**Compito 1:**
Nel documento, quale brano viene definito ricchissimo di significati profondi?

**Documento:**
━━━━━━━━━━━━━━━━━━━━━━━━━━━━━━

In “Quello che vorrei” sono molti i versi che mi hanno colpito. “Quello che vorrei è volerti bene e non starci male”: a volte accade di voler bene ad una persona, di soffrire se sta male, di arrabbiarsi per lei se qualcuno le fa del male come se lo facesse a sé, di tifare per lei/lui in tutto, di volere che abbia una vita bella ma quella persona fa l'opposto nei tuoi confronti: dolore e rabbia sono i sentimenti che si provano quando ci si accorge di questo e si sta male per il fatto che non vuole bene negli atteggiamenti verso di te, che dovrebbero essere come quelli sopraelencati perché quello è l'unico e vero bene.
“E se è vero che noi abbiamo un solo cielo non capisco come mai se alzo gli occhi ora vedo che il tuo è blu e il mio è nero”: spesso ci si accorge palesemente che tutto va male qualsiasi cosa si faccia perché tutto è sempre difficile ed avverso mentre per gli altri accade il contrario anche se magari non fanno nulla di meglio di noi; è una cosa che fa soffrire molto ed anche se si è felici per gli altri che stanno meglio di noi, si desidererebbe avere una vita migliore senza nulla togliere agli altri.
“Quello che vorrei è azzerare tutto e ricominciare”: a volte nella vita accade che ci accorgiamo di non essere preparati a qualcosa, ad una vita diversa, a quello che potrebbe aiutarci ad avere una vita migliore perché nell'indole o nel modo in cui abbiamo vissuto se sono troppo chiusi non troviamo nessun aiuto per andare avanti e così vorremmo ricominciare tutto da capo anche se penso che le cose migliori di noi (ad esempio la sensibilità, la predisposizione alla riflessione, le cose più belle e vere della personalità, le cose che abbiamo sempre amato, le cose che ci hanno aiutato ad andare avanti) non debbano mai cambiare, qualunque cosa accada di positivo o negativo.

“Mai più” è un brano ricchissimo di significati profondi nei quali si può riconoscere chi ha vissuto messa/o da parte, ai margini della vita e che sa cosa significhi essere senza speranze: “Facile, facile dire che va tutto male e comodo, comodo è restare lì a guardare e svegliati, svegliati qui non si regala niente da un po'. Pesca lì in fondo a te quello che sai fare meglio provaci, mettici quello che ti tieni dentro lanciati, lanciati come un falco sopra questa città”: quando accade che tutto va male, la cosa più giusta da fare è quella di agire, di fare l'impossibile per sovvertire una situazione negativa, non arrendersi, di lottare con tutte le proprie forze perché altrimenti nulla può cambiare in meglio. E poi nella vita cercare e trovare quello per cui abbiamo un'attitudine naturale, quello che sappiamo fare meglio di qualunque altra cosa, che in qualche modo è la cosa che ci aiuta di più e ci rende felici nella vita e non tenerlo solo per noi, ma metterlo al servizio degli altri: scrivere, aiutare le persone, fare bene un lavoro, fare musica...

━━━━━━━━━━━━━━━━━━━━━━━━━━━━━━

**Dati forniti:**
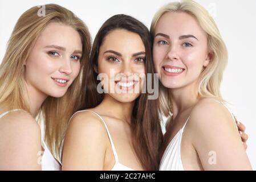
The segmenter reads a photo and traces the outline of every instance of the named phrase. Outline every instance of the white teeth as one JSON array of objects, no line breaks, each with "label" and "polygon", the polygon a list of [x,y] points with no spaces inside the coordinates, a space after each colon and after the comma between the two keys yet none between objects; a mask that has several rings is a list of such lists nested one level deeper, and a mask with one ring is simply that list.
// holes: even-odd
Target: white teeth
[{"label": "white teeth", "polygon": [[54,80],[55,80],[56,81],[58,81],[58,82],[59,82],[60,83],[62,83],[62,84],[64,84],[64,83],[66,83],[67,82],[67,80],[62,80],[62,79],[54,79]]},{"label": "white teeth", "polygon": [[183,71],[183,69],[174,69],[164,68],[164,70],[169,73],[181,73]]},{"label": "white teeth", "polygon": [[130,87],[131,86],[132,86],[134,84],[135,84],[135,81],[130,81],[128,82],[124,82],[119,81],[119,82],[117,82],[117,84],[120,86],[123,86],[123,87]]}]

━━━━━━━━━━━━━━━━━━━━━━━━━━━━━━

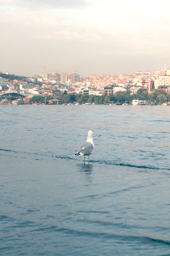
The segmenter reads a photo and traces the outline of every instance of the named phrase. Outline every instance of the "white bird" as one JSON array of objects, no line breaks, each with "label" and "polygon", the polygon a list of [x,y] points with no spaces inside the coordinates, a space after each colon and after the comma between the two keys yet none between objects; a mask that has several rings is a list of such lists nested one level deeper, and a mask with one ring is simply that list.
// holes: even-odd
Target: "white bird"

━━━━━━━━━━━━━━━━━━━━━━━━━━━━━━

**Compito 2:**
Ricopia dai dati forniti le righe a partire da quella che contiene "of the white" e fermati dopo quella che contiene "Target: white teeth".

**Risposta 1:**
"Mai più".

**Risposta 2:**
The segmenter reads a photo and traces the outline of every instance of the named phrase. Outline every instance of the white teeth as one JSON array of objects, no line breaks, each with "label" and "polygon", the polygon a list of [x,y] points with no spaces inside the coordinates, a space after each colon and after the comma between the two keys yet none between objects; a mask that has several rings is a list of such lists nested one level deeper, and a mask with one ring is simply that list.
// holes: even-odd
Target: white teeth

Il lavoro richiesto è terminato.